GIVEN DATA —
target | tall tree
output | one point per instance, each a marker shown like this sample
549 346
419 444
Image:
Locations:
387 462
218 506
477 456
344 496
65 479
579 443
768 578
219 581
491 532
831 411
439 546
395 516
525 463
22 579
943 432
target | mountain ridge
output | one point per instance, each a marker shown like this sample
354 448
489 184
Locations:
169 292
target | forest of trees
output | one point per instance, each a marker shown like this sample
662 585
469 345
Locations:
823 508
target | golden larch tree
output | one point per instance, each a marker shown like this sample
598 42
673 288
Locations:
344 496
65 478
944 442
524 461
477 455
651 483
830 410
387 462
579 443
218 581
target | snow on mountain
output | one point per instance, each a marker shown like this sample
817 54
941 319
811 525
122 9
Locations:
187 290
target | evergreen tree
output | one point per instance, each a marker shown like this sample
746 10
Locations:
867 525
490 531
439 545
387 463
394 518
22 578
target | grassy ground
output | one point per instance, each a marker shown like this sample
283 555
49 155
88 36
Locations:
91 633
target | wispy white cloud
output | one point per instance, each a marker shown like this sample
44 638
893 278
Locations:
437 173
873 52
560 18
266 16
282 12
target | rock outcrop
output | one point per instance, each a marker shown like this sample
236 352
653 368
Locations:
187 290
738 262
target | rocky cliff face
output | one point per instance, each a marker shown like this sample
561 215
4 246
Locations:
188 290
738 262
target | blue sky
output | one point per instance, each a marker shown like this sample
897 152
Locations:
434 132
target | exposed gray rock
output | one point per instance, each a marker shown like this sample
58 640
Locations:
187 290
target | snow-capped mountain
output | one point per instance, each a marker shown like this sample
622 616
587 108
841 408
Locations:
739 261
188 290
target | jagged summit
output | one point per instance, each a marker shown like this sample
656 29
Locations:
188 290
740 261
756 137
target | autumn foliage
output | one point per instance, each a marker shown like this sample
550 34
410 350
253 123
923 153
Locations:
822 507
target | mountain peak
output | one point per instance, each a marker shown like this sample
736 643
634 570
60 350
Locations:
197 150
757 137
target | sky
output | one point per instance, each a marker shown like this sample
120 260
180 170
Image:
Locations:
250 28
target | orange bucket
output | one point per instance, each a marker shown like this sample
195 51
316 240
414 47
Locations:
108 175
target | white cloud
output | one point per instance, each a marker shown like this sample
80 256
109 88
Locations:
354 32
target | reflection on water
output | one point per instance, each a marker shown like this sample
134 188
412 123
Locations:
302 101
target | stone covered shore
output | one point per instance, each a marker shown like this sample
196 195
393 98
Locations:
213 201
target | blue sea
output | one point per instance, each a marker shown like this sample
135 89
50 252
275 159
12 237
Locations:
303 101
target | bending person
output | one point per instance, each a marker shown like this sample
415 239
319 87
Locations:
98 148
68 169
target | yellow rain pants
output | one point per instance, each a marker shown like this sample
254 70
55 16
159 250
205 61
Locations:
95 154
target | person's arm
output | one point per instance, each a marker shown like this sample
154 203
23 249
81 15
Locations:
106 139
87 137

SHORT TASK — Reproduce every one of the records above verbatim, with no changes.

TASK SOLUTION —
target | tall tree
output | one point per instance, each a marker shown like this sample
549 346
419 444
Image:
Locations:
387 462
218 506
477 456
344 496
65 479
579 443
768 578
219 581
491 532
831 411
439 546
395 516
525 463
22 579
943 432
target | mountain ridge
output | one point per instance, each a marker shown like this sample
354 448
489 184
Locations:
169 292
target | forest of trees
output | one point per instance, each a marker shown like this sample
662 585
469 345
Locations:
823 508
target | golden larch tree
output | one point per instance, each a marker shown like this sample
598 42
673 288
Locations:
344 496
65 478
944 442
524 461
477 455
651 483
830 410
387 462
579 443
218 581
target | snow on mountain
output | one point per instance, each a marker shown like this sample
817 54
941 319
811 525
122 9
Locations:
187 290
target | evergreen tree
output | one point per instance, each a marker shown like this sample
746 10
Locations:
867 525
490 531
439 545
387 463
394 518
22 578
target | grassy ground
output | one point per instance, each a marker shown like this sample
283 555
49 155
88 36
Locations:
91 633
target | wispy white cloud
output | one point per instance, each a marker shown like this sample
44 638
893 278
Locations:
437 173
873 52
560 18
266 16
282 12
target | rock outcrop
output | one point per instance, each a marker shown like this sample
236 352
653 368
Locations:
187 290
738 262
target | rocky cliff face
output | one point per instance, each a marker shown like this sample
561 215
4 246
Locations:
188 290
738 262
target | blue sky
output | one point per instance, each a marker shown like this sample
897 152
Locations:
434 132
target | exposed gray rock
output | one point per instance, each a marker shown like this sample
58 640
Locations:
187 290
target | snow-capped mountain
output | one point per instance, each a marker shown like this sample
622 616
587 108
841 408
Locations:
739 261
188 290
target | jagged summit
output | one point per instance, each a marker shown like this sample
656 29
Locations:
188 290
740 261
756 137
target | autumn foliage
output | one point per instance, each a marker shown like this sample
550 34
410 350
253 123
923 153
Locations:
822 507
target | mountain peak
output | one point per instance, each a marker shown like this sample
736 643
634 570
60 350
Locations:
197 150
757 137
target | sky
output | one point per instance, each a marker shown like this sample
120 260
180 170
Image:
Locations:
250 28
target | orange bucket
output | one point per instance, each a marker shown like this sample
195 51
316 240
414 47
Locations:
108 175
target | white cloud
output | one point per instance, each a marker shown like this sample
80 256
109 88
Locations:
354 32
target | reflection on water
output | one point per instance, each a marker shown like this sample
134 188
412 123
Locations:
302 101
target | stone covered shore
output | one point per instance, each a marker shown like this sample
196 195
393 98
Locations:
213 201
target | blue sea
output | one point per instance, each a marker shown like this sample
135 89
50 252
275 159
12 237
Locations:
303 101
target | bending person
output | one point per instance, each a marker shown like this sample
415 239
319 87
Locations:
98 148
68 169
target | yellow rain pants
output | one point per instance, each a marker shown like this sample
254 70
55 16
159 250
205 61
Locations:
95 154
target | person's arm
output | one point per instance, each a marker shown like this sample
154 203
23 249
81 15
Locations:
106 139
87 137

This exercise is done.